Referring expression grounding data:
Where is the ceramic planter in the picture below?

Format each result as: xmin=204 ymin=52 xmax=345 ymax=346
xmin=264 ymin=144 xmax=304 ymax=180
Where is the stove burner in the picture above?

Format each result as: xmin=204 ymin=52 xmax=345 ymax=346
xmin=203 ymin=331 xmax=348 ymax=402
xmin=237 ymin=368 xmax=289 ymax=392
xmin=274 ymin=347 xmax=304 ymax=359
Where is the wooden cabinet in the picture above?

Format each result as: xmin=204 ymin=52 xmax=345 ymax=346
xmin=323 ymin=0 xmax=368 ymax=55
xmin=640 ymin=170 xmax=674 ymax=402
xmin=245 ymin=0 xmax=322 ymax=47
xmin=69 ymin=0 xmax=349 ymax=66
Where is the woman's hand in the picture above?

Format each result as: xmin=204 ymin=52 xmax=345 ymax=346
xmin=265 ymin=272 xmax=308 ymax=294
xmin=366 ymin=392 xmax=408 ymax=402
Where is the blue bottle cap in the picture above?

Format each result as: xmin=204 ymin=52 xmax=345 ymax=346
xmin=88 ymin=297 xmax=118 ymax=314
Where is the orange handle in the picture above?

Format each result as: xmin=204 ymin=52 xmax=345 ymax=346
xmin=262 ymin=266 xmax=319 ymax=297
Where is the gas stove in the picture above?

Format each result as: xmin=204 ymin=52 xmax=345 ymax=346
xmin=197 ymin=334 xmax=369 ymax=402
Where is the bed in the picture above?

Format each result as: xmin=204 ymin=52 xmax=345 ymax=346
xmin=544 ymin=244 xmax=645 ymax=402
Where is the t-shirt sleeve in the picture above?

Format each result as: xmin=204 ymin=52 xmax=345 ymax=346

Task to complete →
In the entries above, find the line holding "Where is the wooden" and the line holding "Where is the blue", then retype exactly those two lines and every line between them, and nothing else.

Answer to the problem →
Where is the wooden cabinet in the picture above?

Format each result as: xmin=204 ymin=52 xmax=345 ymax=346
xmin=323 ymin=0 xmax=368 ymax=55
xmin=640 ymin=170 xmax=674 ymax=402
xmin=245 ymin=0 xmax=322 ymax=47
xmin=69 ymin=0 xmax=349 ymax=66
Where is the woman's hand in the picture above?

Format each result as: xmin=204 ymin=52 xmax=345 ymax=346
xmin=265 ymin=272 xmax=308 ymax=294
xmin=366 ymin=392 xmax=408 ymax=402
Where is the blue bottle cap in the picture above?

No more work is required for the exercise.